▶ [Tasks to carry out]
A) In the passage about blindness during the pandemic, what became more taboo than almost anything else the culture could imagine?
B) Print the passage about blindness during the pandemic from "Under the auspices" to "We are evolving.".

▶ [Supplied passage]

______

My blindness was another story altogether. It, too, was re-defined by those health professionals who were themselves re-defined by the media and themselves as quintessential experts on the pandemic. I was no longer a blind person whose sensorium perceived the world in particular ways. Instead, a great deal of my perceptual apparatus became redefined by the experts as dangerous. Touch and touching became more taboo than almost anything else our culture could imagine.

Under the auspices of the pronoun “we,” these medical experts and public health officials dropped their own personal pronouns, I and me, and took up the identity of science marked by the pronoun We. We have facts about COVID-19. We have protocols to address COVID-19. We are conducting research that will lead to the development of a vaccine against COVID 19. And, when any of this failed, We are not wrong. We are evolving.
As I indicated earlier, a crucial aspect of science’s mobilization was its construction of groups of people it called, “vulnerable.” The idea of vulnerability was particularly cogent to science since it could claim nearly saint-like status as they protecting “the vulnerable” against the “killer” that was COVID-19. In fact, science characterized itself as the only actor that could save the vulnerable.

______

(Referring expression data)

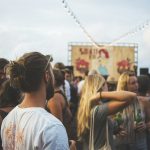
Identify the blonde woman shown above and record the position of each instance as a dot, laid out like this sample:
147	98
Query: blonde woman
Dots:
90	98
134	117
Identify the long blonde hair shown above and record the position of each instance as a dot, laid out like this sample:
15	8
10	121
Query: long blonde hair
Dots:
92	84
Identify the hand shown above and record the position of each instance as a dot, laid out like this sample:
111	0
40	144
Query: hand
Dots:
140	127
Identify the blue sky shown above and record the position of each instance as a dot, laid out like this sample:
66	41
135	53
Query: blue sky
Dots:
45	26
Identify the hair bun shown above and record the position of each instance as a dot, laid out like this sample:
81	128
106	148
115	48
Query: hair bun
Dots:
17	69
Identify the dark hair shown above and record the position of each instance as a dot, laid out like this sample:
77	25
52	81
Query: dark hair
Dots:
3	63
9	96
27	73
143	81
59	77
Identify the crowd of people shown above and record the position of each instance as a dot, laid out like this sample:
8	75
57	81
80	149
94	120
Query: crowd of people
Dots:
46	107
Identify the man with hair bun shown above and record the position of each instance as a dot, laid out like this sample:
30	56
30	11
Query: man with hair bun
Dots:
29	126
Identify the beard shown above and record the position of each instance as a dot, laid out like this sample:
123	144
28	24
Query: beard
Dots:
49	90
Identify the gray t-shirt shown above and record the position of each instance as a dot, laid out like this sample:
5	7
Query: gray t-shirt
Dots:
100	119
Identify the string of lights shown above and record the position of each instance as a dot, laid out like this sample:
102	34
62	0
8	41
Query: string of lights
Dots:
71	13
91	39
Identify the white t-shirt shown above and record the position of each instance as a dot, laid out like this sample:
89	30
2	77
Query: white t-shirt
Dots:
33	128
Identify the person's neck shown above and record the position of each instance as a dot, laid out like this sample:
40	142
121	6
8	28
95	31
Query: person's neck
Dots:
34	99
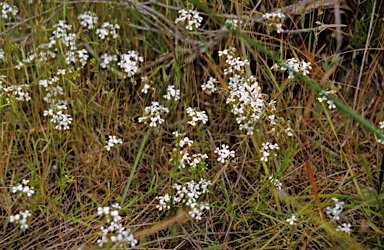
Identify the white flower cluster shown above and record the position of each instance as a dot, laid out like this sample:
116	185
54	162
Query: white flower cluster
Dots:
190	18
61	34
152	114
60	120
108	29
115	232
41	54
233	23
88	19
275	21
107	59
336	209
113	141
20	92
187	194
172	93
248	103
181	142
224	153
209	87
21	218
292	221
346	228
129	62
234	64
147	84
77	56
323	97
275	182
7	9
293	65
193	161
196	116
24	188
266	150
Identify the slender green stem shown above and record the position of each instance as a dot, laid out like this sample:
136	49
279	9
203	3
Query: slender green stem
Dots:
134	167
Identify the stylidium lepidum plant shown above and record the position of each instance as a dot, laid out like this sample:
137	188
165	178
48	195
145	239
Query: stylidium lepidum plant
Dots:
22	217
293	65
224	153
196	116
274	21
249	104
190	18
187	195
152	115
113	141
88	19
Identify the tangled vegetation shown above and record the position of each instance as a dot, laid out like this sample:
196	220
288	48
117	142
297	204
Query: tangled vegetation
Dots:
191	124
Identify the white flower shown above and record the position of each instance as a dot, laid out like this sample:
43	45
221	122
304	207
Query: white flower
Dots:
108	29
346	228
129	62
152	114
196	116
88	19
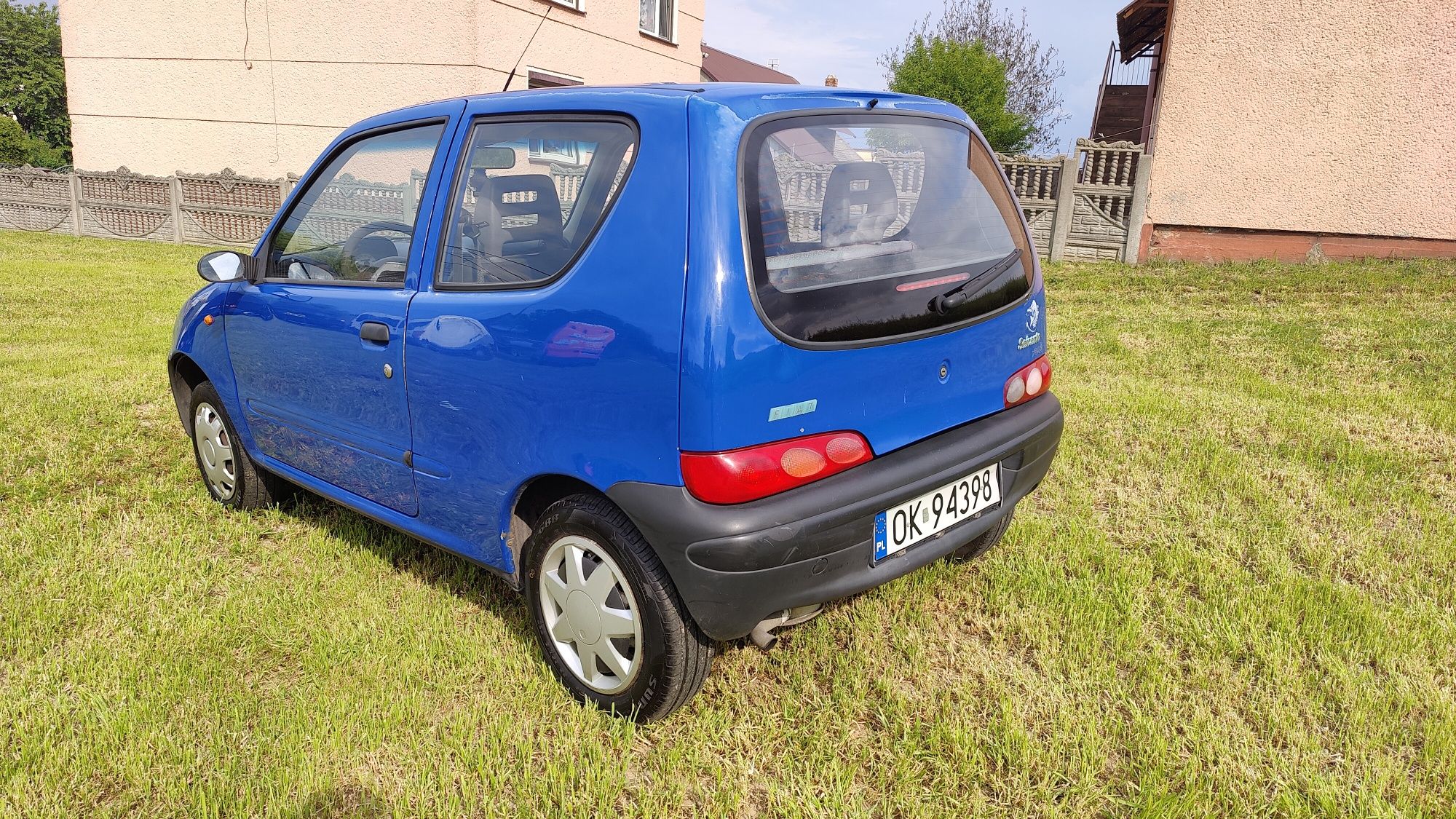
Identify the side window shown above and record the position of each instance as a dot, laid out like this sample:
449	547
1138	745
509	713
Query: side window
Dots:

______

▶ [Solutions]
A) Touch and touching.

B)
Under the auspices of the pronoun “we,” these medical experts and public health officials dropped their own personal pronouns, I and me, and took up the identity of science marked by the pronoun We. We have facts about COVID-19. We have protocols to address COVID-19. We are conducting research that will lead to the development of a vaccine against COVID 19. And, when any of this failed, We are not wrong. We are evolving.